● **Tekstfragment**:
= = = = = = =

Het geheugen is een vreemd creatuur. We vullen authentieke herinneringen aan met verzinsels die we niet als zodanig herkennen, we verbasteren losse flarden die in ons brein rondzwerven, breien de brokstukken ervan aaneen tot een logisch klinkend geheel. We strijken plooien glad, vullen lacunes aan, vegen tegenstellingen weg. We absorberen soms zelfs herinneringen die helemaal niet van onszelf zijn en maken ze tot integraal onderdeel van ons eigen verhaal.
Voeg daarbij dat we vaak beroerd lezen en luisteren – want akelig selectief: wat in onze kraam te pas komt, pikken we feilloos op, terwijl we rap verwerpen of vergeten wat ons niet uitkomt – en je hebt een explosief mengsel, daar in die bovenkamers van ons.

= = = = = = =

● **Aangeleverd materiaal**:
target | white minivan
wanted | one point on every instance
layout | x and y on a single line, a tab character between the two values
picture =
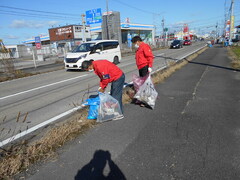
93	50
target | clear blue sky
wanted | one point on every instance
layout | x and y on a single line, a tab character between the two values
17	25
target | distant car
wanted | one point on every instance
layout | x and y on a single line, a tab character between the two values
187	42
176	44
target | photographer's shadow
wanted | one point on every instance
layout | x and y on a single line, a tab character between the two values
95	168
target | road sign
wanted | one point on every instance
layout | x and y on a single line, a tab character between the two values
165	29
37	39
38	42
94	16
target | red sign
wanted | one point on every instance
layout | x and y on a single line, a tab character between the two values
38	46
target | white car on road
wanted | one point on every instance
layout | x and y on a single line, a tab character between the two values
93	50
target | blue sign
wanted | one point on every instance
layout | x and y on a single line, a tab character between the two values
94	16
37	39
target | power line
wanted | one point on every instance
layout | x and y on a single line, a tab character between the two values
136	8
35	15
48	12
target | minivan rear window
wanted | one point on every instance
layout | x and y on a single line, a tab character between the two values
110	45
85	47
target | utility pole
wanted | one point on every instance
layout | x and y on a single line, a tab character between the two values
163	30
232	20
84	28
107	19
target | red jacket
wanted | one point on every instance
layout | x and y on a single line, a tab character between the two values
144	56
107	72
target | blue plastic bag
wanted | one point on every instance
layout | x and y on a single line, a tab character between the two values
109	108
93	104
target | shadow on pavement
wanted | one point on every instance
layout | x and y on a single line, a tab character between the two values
216	66
94	169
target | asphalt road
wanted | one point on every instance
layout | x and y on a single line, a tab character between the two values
193	132
45	96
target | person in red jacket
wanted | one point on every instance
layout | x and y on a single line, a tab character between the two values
144	56
108	73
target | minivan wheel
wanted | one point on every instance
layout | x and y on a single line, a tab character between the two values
116	60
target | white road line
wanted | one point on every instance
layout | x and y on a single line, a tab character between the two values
34	89
191	53
34	128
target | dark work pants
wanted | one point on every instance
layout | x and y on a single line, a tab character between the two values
116	90
143	71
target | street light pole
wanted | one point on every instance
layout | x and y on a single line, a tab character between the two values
84	27
232	20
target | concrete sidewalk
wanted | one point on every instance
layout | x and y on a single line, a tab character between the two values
193	132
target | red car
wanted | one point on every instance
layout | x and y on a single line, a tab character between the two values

= = = = = = =

● **Opdrachten**:
**a)** Wat doen we volgens de tekst over het geheugen soms met herinneringen die helemaal niet van onszelf zijn?
**b)** Schrijf uit de tekst over het geheugen woord voor woord over wat loopt vanaf "Voeg daarbij dat" tot en met "bovenkamers van ons.".

● **Antwoorden**:
**a)** We absorberen ze en maken ze tot integraal onderdeel van ons eigen verhaal.

**b)**
Voeg daarbij dat we vaak beroerd lezen en luisteren – want akelig selectief: wat in onze kraam te pas komt, pikken we feilloos op, terwijl we rap verwerpen of vergeten wat ons niet uitkomt – en je hebt een explosief mengsel, daar in die bovenkamers van ons.